* PROBLEM TO WORK ON: The expected output is the first line of the data below and every line after it, up to and including the line containing "Target: blue surgical mask", each reproduced exactly.

* RECORDS FOR THE TASK:
○ ○ ○
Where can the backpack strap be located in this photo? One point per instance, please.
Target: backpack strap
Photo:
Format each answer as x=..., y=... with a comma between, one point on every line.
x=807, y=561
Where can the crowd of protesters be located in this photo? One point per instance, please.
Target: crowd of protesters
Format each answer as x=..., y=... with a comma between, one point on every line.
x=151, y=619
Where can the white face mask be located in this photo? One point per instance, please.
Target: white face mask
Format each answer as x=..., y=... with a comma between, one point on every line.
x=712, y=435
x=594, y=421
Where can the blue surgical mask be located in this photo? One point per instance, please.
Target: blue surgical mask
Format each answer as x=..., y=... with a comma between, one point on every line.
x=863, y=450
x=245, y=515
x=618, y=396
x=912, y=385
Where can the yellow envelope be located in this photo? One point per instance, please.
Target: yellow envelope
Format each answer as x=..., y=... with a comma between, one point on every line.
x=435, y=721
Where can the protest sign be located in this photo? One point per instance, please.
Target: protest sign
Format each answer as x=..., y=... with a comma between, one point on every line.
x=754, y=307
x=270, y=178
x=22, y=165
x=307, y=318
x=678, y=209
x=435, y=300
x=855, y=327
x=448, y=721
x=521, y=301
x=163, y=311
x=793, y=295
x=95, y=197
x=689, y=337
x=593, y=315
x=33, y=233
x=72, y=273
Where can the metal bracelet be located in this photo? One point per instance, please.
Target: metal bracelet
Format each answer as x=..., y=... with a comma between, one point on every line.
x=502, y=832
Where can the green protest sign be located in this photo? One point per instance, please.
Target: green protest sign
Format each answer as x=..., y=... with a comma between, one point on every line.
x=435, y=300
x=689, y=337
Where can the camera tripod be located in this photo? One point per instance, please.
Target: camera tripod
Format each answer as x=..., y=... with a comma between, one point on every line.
○ ○ ○
* ANSWER TO THE PROBLEM:
Where can the backpack strap be located in this photo? One point per instance, please.
Target: backpack strap
Photo:
Format each answer as x=..., y=... with a comma between, one point on every line.
x=807, y=561
Where can the crowd of protesters be located in this photo? One point per instance, please.
Target: crowd of protesters
Format each answer as x=..., y=... with a comma between, one point on every line.
x=151, y=619
Where can the white face mask be located in this photo? One point per instance, please.
Target: white face mask
Format each answer as x=..., y=... with a comma between, one point on every line.
x=712, y=435
x=594, y=421
Where can the blue surgical mask be located in this photo? One point per instance, please.
Target: blue surgical mask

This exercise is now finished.